▸ Objective
Please output every line of the items below as a Markdown table with the columns Row and Line, numbering each row. Leave out blank lines and the pictures.

Point labeling items

"""

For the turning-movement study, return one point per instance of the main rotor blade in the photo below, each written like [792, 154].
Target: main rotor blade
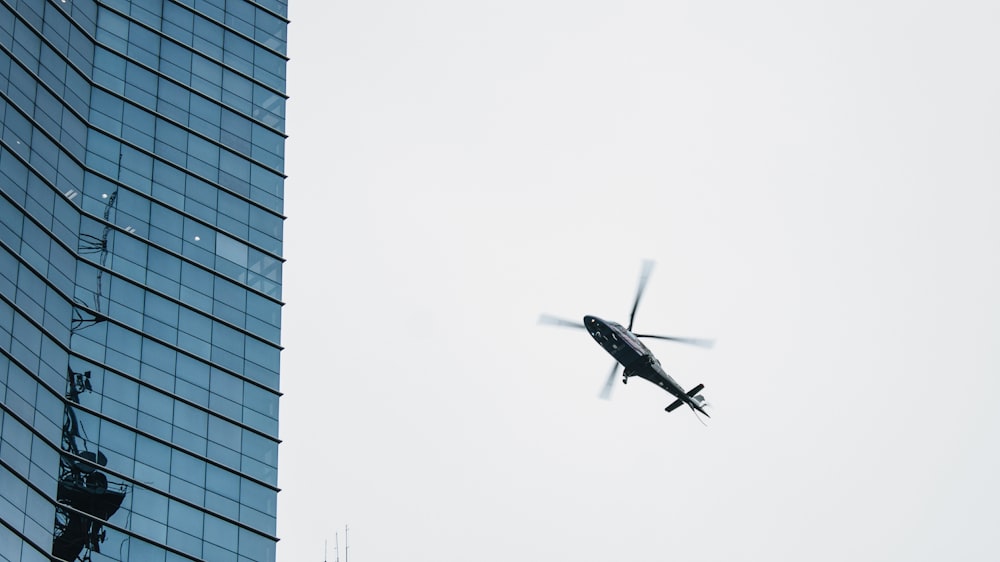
[546, 319]
[608, 384]
[689, 341]
[647, 268]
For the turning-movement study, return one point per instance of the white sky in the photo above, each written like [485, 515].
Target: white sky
[819, 184]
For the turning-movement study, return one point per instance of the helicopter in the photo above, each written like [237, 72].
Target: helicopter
[631, 354]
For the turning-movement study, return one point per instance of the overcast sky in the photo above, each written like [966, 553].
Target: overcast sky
[819, 185]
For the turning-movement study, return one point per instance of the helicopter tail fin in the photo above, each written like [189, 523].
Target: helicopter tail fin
[693, 393]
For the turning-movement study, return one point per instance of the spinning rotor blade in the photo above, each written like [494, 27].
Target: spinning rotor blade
[647, 268]
[689, 341]
[546, 319]
[608, 384]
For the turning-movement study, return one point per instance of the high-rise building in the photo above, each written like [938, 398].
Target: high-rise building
[141, 176]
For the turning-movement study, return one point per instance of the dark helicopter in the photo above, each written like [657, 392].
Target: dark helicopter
[629, 352]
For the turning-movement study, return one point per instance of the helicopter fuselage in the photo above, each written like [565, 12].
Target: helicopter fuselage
[637, 359]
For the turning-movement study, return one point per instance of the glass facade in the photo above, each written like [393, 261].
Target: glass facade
[141, 177]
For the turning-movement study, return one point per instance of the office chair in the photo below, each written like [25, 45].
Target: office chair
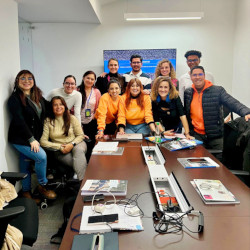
[21, 213]
[63, 174]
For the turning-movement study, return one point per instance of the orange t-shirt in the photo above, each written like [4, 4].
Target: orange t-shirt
[196, 110]
[107, 110]
[134, 115]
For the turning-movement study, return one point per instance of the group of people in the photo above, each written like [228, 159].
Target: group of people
[112, 103]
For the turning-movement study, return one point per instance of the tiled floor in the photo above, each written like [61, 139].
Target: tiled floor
[50, 220]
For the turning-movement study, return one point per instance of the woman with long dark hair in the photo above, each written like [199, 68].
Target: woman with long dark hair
[166, 68]
[135, 110]
[28, 109]
[90, 100]
[106, 113]
[63, 132]
[167, 107]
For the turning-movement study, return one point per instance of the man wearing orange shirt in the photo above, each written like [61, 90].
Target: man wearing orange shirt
[203, 104]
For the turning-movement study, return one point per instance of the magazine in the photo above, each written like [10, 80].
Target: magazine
[213, 192]
[198, 162]
[180, 144]
[116, 187]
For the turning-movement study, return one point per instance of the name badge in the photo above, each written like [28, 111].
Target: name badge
[87, 112]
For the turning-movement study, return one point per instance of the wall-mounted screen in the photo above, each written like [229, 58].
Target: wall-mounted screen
[151, 57]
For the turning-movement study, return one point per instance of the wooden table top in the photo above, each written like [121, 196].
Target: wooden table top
[225, 226]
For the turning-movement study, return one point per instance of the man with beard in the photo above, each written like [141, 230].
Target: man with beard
[136, 64]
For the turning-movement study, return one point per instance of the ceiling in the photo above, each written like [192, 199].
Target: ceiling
[60, 11]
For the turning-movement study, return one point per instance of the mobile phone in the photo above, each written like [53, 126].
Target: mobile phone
[98, 197]
[109, 218]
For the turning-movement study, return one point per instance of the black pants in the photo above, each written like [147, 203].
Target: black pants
[110, 128]
[90, 129]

"""

▸ Solution
| Row | Line |
|---|---|
| 1 | For the turning-movement study, return one point per instance of the main rotor blade in the photo below, each written like [792, 154]. |
| 2 | Target: main rotor blade |
| 3 | [546, 319] |
| 4 | [608, 384] |
| 5 | [689, 341] |
| 6 | [647, 268] |
| 7 | For the turning-movement study, return one point per instance of the white sky in the photo above, each written like [485, 515]. |
| 8 | Target: white sky |
| 9 | [819, 184] |
| 10 | For the turning-movement study, return one point per instance of the helicopter in the photo above, each written like [237, 72]. |
| 11 | Target: helicopter |
| 12 | [631, 354] |
| 13 | For the turning-movement study, return one point per instance of the overcast sky in the photo above, each written like [966, 553]. |
| 14 | Target: overcast sky |
| 15 | [819, 185] |
| 16 | For the turning-movement study, return one point per instance of the helicopter tail fin in the photo above, each written like [189, 523]. |
| 17 | Target: helicopter tail fin |
| 18 | [693, 393] |
| 19 | For the turning-movement study, return one point per instance of the spinning rotor blade in the photo above, each written like [494, 27]. |
| 20 | Target: spinning rotor blade |
| 21 | [647, 268] |
| 22 | [689, 341] |
| 23 | [546, 319] |
| 24 | [608, 384] |
| 25 | For the turning-movement study, return one point per instance of the high-rise building in the photo above, each written like [938, 398]. |
| 26 | Target: high-rise building |
| 27 | [141, 176] |
| 28 | For the turning-movement study, return one point per instance of the dark helicopter in the photo above, each written like [657, 392]. |
| 29 | Target: dark helicopter |
| 30 | [629, 352] |
| 31 | For the turning-movement study, return one point per instance of the helicopter fuselage in the photo above, each written like [565, 12]. |
| 32 | Target: helicopter fuselage |
| 33 | [637, 359] |
| 34 | For the turning-movement study, return one point per instance of the glass facade in the photo above, each written like [393, 261]. |
| 35 | Target: glass facade |
| 36 | [141, 177] |
| 37 | For the turning-movement study, return one point per instance of the office chair in the photo below, each written like [25, 45]. |
| 38 | Target: office chair |
| 39 | [21, 213] |
| 40 | [63, 174] |
| 41 | For the turning-movement study, return one point per instance of the orange t-shirt in the photo above, each written like [4, 4]. |
| 42 | Target: orange t-shirt |
| 43 | [196, 110] |
| 44 | [107, 110] |
| 45 | [134, 115] |
| 46 | For the turning-movement study, return one point per instance of the group of people in the photo above, each written like [228, 159]. |
| 47 | Target: group of people |
| 48 | [112, 103] |
| 49 | For the turning-movement study, return one point per instance of the tiled floor in the photo above, each written like [61, 139]. |
| 50 | Target: tiled floor |
| 51 | [50, 220] |
| 52 | For the turning-movement study, return one point per instance of the woman with long dark hair in the photo above, each written like [199, 68]. |
| 53 | Target: woman with long dark hair |
| 54 | [166, 68] |
| 55 | [135, 110] |
| 56 | [28, 109] |
| 57 | [90, 100] |
| 58 | [106, 113] |
| 59 | [63, 132] |
| 60 | [167, 107] |
| 61 | For the turning-movement study, return one point per instance of the man wearing orange shirt in the photo above, each written like [61, 90]. |
| 62 | Target: man wearing orange shirt |
| 63 | [203, 104] |
| 64 | For the turning-movement study, return one point per instance of the magazine in the photo above, each written like [10, 80]. |
| 65 | Target: magazine |
| 66 | [213, 192] |
| 67 | [198, 162] |
| 68 | [180, 144] |
| 69 | [116, 187] |
| 70 | For the turning-movement study, return one point per instance of the name badge in the photo above, each written like [28, 111]. |
| 71 | Target: name badge |
| 72 | [87, 112] |
| 73 | For the turning-movement study, return one point per instance of the wall-mounted screen in the photo above, each written like [229, 58]. |
| 74 | Target: wall-mounted screen |
| 75 | [151, 57] |
| 76 | For the turning-movement study, return one point per instance of the wooden table top in the photo above, each written like [121, 196]. |
| 77 | Target: wooden table top |
| 78 | [225, 226] |
| 79 | For the turning-movement study, return one point per instance of the man with beard in the photo above, each written like [141, 230]. |
| 80 | Target: man with beard |
| 81 | [136, 64] |
| 82 | For the turning-movement study, return one point per instance of the ceiling in the photo above, each written like [192, 199]. |
| 83 | Target: ceiling |
| 84 | [60, 11] |
| 85 | For the turning-movement study, return one point per instance of the mobile phone in the photo above, each written like [53, 126]. |
| 86 | Target: mobile phone |
| 87 | [98, 197] |
| 88 | [109, 218] |
| 89 | For the turning-movement study, return one point per instance of the black pants in the photo above, each written like [147, 203]. |
| 90 | Target: black pants |
| 91 | [110, 128] |
| 92 | [90, 129] |